• Esercizi da svolgere
1) Quali sono tutti i titoli di dipinti di Artemisia citati nel brano sulla sua vita?
2) Prosegui il brano sulla vita di Artemisia a partire dal punto in cui termina.

• Brano di testo
Subito dopo lo stupro, seguì un matrimonio di convenienza che il padre si sbrigò a far celebrare per non mettere in cattiva la luce la figlia dopo il fatto accaduto. Si sposò con Pierantonio Stiattesi, un modesto pittore e con lui si trasferì a Firenze. Nella città fiorentina venne accetta nell’”Accademia delle Arti e del Disegno”, un avvenimento molto importante per una donna. Per distaccarsi ancora di più dal suo passato romano, Artemisia prese il cognome Lomi, che era in realtà quello vero del padre, il quale però aveva voluto assumere quello materno (Gentileschi) per distinguersi dal fratello Aurelio, anche lui pittore.

Qui a Firenze realizzò un altro quadro con soggetto “Giuditta e Oloferne” (Palazzo Pitti) e in questo caso la scena dell’omicidio è già svolta. Giuditta infatti ha in mano la spada e la sua fedele ancella porta la testa di Oloferne già decapitata dentro una cesta. Nella città fiorentina la pittrice godette di un certo successo e le commissioni non mancarono.

Intorno al 1621 tornò a Roma con il marito e la figlia avuta da lui. Poi nel 1627 nacque la seconda figlia naturale. Cercò di avviare entrambe alla carriera pittorica, con scarso successo. Pare che questo sia stato un periodo di magra per Artemisia che non ebbe molte commissioni. Probabilmente ancora giravano voci sul suo stupro ed inoltre era conosciuta per essere esperta di ritratti e di scene mitologiche, che sono proprio i suoi soggetti preferiti. Non era vista come un’artista poliedrica a cui richiedere soggetti diversi.

Nel 1630 si recò a Napoli e qui l’influenza di Annibale Carracci (che era passato per la città napoletana) e il Domenichino qualche tempo dopo, ebbero grande importanza per la pittrice. Questo fu il suo periodo più fiorente ed ebbe buoni rapporti con il Duca d’Alcalà. Proprio a Napoli ricevette la prima commissione per una chiesa: la cattedrale di Pozzuoli. Dipinse un “San Gennaro nell’anfiteatro di Pozzuoli”, l’”Adorazione dei Magi” e “Santi Proclo e Nicea”. Esposti in mostra, di questo periodo abbiamo “La morte di Cleopatra” (1630-35 circa) e “Corisca e il satiro” (1635-37 circa). Nel 1638 Artemisia si recò dal padre a Londra alla corte di Carlo I, dove Orazio era diventato pittore. Anche Artemisia lavorò per Carlo I, soprattutto dopo la morte improvvisa del padre nel 1639. Alla sua corte era presente un quadro della pittrice: “Autoritratto in veste di Pittura”. Nel 1642 a causa delle prime avvisaglie di guerra civile, Artemisia tornò a Napoli, dove è documentata nel 1649. Morì nel 1653. Una delle ultime opere ascrivibili a questo secondo periodo napoletano ed esposta in mostra è “Susanna e i vecchioni” (1649) oggi a Brno. Un soggetto che già avevamo visto e che qui è più maturo. La donna in questo caso non si discosta dagli sguardi viscidi degli anziani, ma guarda verso il cielo, consapevole di una clemenza divina.

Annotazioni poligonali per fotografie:
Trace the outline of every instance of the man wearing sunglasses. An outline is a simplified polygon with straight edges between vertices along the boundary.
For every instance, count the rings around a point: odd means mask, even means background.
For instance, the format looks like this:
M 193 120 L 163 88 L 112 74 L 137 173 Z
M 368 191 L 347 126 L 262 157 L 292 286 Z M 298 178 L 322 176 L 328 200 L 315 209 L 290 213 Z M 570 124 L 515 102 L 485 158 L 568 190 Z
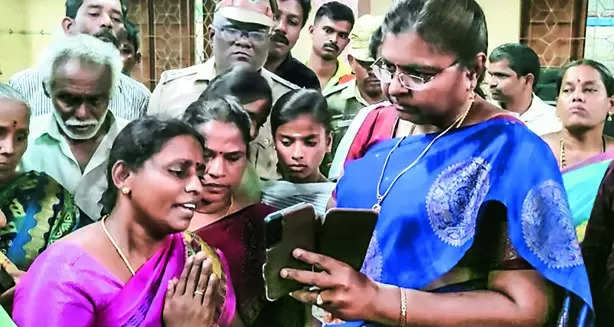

• Risultati attesi
1)
- "Giuditta e Oloferne"
- "San Gennaro nell'anfiteatro di Pozzuoli"
- "Adorazione dei Magi"
- "Santi Proclo e Nicea"
- "La morte di Cleopatra"
- "Corisca e il satiro"
- "Autoritratto in veste di Pittura"
- "Susanna e i vecchioni"

2)
A contornare i suoi capolavori sono stati esposti artisti come Giovanni Baglione che rappresenta “Erode, Erodiade e la testa del Battista” (1615-20). Baglione è conosciuto anche per essere stato uno dei maggiori antagonisti di Caravaggio. Contro di lui avrebbe fatto nascere un processo per diffamazione e dopo divenne uno dei suoi maggiori biografi. Antiveduto Gramatica è un altro pittore presente in mostra con “La morte di Cleopatra” (1610) e non può mancare Orazio Gentileschi con “David e la testa di Golia” (1610-12). Per finire cito due quadri molti belli di Francesco Furini “Santa Caterina d’Alessandria” (1623) che vede la donna indossare una scollatura molto pronunciata, non consona, se così si può dire, ad una santa e “David uccide il Golia”.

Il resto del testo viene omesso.